RECORDS FOR THIS EXERCISE below:
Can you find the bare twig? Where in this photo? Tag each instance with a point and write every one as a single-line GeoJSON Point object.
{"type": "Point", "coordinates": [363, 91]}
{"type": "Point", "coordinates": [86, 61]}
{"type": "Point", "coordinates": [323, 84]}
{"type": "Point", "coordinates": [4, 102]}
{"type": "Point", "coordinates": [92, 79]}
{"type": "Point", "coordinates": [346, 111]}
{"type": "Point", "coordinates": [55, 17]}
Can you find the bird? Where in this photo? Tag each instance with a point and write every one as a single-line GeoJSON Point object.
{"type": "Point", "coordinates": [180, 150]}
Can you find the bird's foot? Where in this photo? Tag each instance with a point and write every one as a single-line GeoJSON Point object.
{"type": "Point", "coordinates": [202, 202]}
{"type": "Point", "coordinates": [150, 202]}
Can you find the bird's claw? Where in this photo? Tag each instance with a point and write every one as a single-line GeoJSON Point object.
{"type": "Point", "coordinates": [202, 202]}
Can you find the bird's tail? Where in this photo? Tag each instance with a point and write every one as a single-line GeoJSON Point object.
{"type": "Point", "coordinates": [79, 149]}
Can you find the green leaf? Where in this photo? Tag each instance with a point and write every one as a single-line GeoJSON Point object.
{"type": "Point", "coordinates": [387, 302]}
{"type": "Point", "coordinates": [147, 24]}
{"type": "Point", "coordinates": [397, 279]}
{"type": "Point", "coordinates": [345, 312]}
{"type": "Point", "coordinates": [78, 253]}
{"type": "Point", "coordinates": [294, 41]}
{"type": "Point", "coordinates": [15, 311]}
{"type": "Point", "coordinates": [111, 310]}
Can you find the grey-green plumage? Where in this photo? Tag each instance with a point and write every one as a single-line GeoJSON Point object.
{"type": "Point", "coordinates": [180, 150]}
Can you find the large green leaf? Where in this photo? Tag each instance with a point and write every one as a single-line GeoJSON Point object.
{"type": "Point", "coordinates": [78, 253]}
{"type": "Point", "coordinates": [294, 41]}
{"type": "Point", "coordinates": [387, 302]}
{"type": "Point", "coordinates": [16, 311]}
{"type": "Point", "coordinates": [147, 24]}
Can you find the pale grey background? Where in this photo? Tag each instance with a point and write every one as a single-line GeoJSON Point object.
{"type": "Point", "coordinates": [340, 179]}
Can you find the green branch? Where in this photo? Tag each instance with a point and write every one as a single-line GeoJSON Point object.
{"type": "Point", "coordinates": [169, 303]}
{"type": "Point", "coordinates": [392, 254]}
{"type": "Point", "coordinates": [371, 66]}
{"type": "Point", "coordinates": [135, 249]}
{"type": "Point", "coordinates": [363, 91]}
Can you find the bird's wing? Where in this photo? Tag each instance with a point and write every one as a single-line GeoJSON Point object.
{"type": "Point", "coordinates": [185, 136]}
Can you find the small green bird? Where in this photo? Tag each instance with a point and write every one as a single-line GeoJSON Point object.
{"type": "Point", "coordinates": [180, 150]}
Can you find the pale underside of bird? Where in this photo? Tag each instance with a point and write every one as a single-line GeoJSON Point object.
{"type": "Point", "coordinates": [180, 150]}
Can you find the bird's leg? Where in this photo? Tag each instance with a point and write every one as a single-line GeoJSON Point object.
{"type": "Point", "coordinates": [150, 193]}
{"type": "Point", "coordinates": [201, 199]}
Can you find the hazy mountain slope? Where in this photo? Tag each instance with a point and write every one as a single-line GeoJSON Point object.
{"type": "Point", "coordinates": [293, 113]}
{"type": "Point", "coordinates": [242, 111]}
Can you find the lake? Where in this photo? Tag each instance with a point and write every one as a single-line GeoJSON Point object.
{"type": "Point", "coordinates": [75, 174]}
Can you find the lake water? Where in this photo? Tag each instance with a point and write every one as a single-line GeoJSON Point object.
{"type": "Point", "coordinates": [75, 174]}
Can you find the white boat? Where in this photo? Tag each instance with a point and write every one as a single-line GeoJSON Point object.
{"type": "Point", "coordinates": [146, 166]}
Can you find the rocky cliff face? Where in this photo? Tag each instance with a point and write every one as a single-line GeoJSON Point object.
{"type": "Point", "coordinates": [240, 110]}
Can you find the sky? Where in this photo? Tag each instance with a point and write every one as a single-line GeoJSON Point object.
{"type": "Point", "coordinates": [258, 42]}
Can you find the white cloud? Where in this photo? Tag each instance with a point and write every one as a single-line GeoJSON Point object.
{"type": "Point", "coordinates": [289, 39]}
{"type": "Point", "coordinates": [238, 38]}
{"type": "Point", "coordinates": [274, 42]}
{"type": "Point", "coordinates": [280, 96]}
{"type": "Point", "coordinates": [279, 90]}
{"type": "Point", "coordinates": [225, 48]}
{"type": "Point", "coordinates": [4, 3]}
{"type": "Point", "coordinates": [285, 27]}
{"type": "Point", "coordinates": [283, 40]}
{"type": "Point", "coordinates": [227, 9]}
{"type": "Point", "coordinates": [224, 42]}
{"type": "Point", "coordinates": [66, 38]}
End of RECORDS FOR THIS EXERCISE.
## PROBLEM TO WORK ON
Please repeat the listing word for word.

## RESULT OF THIS TASK
Can you find the bare twig? Where in this photo? Tag each instance with a point and write every one as a single-line GeoJSON Point object.
{"type": "Point", "coordinates": [363, 91]}
{"type": "Point", "coordinates": [86, 61]}
{"type": "Point", "coordinates": [323, 84]}
{"type": "Point", "coordinates": [4, 102]}
{"type": "Point", "coordinates": [92, 79]}
{"type": "Point", "coordinates": [346, 111]}
{"type": "Point", "coordinates": [55, 17]}
Can you find the bird? Where in this photo? Tag each instance with a point and write every one as a single-line GeoJSON Point object.
{"type": "Point", "coordinates": [180, 150]}
Can you find the bird's foot? Where in this photo? Tag each instance with a point and write every one as a single-line GeoJSON Point object.
{"type": "Point", "coordinates": [202, 202]}
{"type": "Point", "coordinates": [150, 202]}
Can you find the bird's claw? Where in this photo? Tag each instance with a point and write every one as a single-line GeoJSON Point object.
{"type": "Point", "coordinates": [202, 202]}
Can you find the bird's tail? Where in this photo? Tag each instance with a point and write every one as a single-line GeoJSON Point object.
{"type": "Point", "coordinates": [79, 149]}
Can you find the green leaf? Where in this photo? Tag each instance with a point and write every one as a single-line GeoJSON Point object.
{"type": "Point", "coordinates": [387, 302]}
{"type": "Point", "coordinates": [147, 24]}
{"type": "Point", "coordinates": [397, 279]}
{"type": "Point", "coordinates": [345, 312]}
{"type": "Point", "coordinates": [78, 253]}
{"type": "Point", "coordinates": [294, 41]}
{"type": "Point", "coordinates": [15, 311]}
{"type": "Point", "coordinates": [111, 310]}
Can you find the grey-green plumage? Where in this photo? Tag each instance with a point and write every one as a single-line GeoJSON Point object.
{"type": "Point", "coordinates": [180, 150]}
Can you find the large green leaf? Where in this photo? Tag each instance with a point and write every one as a single-line GeoJSON Point object.
{"type": "Point", "coordinates": [78, 253]}
{"type": "Point", "coordinates": [294, 41]}
{"type": "Point", "coordinates": [387, 302]}
{"type": "Point", "coordinates": [16, 311]}
{"type": "Point", "coordinates": [147, 24]}
Can you find the pale grey background? Where in this photo? Tag each instance with a point and write every one as a single-line GeoJSON Point object.
{"type": "Point", "coordinates": [340, 179]}
Can you find the green branch? Where in this photo? Tag each instance with a point and write every one as a single-line GeoJSON Point object.
{"type": "Point", "coordinates": [169, 303]}
{"type": "Point", "coordinates": [392, 254]}
{"type": "Point", "coordinates": [371, 66]}
{"type": "Point", "coordinates": [135, 249]}
{"type": "Point", "coordinates": [363, 91]}
Can you find the bird's wing? Where in this photo? Tag each instance with a point and write every one as a single-line GeoJSON Point object.
{"type": "Point", "coordinates": [185, 136]}
Can you find the small green bird? Where in this photo? Tag each instance with a point and write every one as a single-line GeoJSON Point object.
{"type": "Point", "coordinates": [180, 150]}
Can you find the pale underside of bird? Where in this photo? Tag each instance with a point and write every one as a single-line GeoJSON Point object.
{"type": "Point", "coordinates": [180, 150]}
Can you find the bird's leg? Where in this photo? Tag each instance with a point and write every one as a single-line GeoJSON Point object.
{"type": "Point", "coordinates": [150, 193]}
{"type": "Point", "coordinates": [201, 199]}
Can you find the hazy mountain slope? Where in this photo? Tag each instance with a point and write every one as a single-line GeoJSON Point object.
{"type": "Point", "coordinates": [293, 113]}
{"type": "Point", "coordinates": [242, 111]}
Can you find the lake? Where in this photo? Tag each instance with a point and write every one as a single-line GeoJSON Point object.
{"type": "Point", "coordinates": [75, 174]}
Can you find the lake water? Where in this photo? Tag each instance with a point and write every one as a single-line GeoJSON Point object.
{"type": "Point", "coordinates": [75, 174]}
Can you find the white boat? Where in this photo? Tag each instance with a point and write every one as a single-line GeoJSON Point object.
{"type": "Point", "coordinates": [146, 166]}
Can you find the rocky cliff face? Where in this photo? Tag each instance with a point and write every one as a single-line GeoJSON Point object.
{"type": "Point", "coordinates": [240, 110]}
Can you find the sky? Where in this photo? Tag each instance with a point and write every one as a single-line GeoJSON Point object.
{"type": "Point", "coordinates": [258, 42]}
Can you find the white cloud? Where in this photo? Tag each instance with a point and write every one as a single-line GeoJSON Point object.
{"type": "Point", "coordinates": [289, 39]}
{"type": "Point", "coordinates": [238, 38]}
{"type": "Point", "coordinates": [274, 42]}
{"type": "Point", "coordinates": [280, 96]}
{"type": "Point", "coordinates": [279, 90]}
{"type": "Point", "coordinates": [225, 48]}
{"type": "Point", "coordinates": [4, 3]}
{"type": "Point", "coordinates": [285, 27]}
{"type": "Point", "coordinates": [283, 40]}
{"type": "Point", "coordinates": [227, 9]}
{"type": "Point", "coordinates": [224, 42]}
{"type": "Point", "coordinates": [66, 38]}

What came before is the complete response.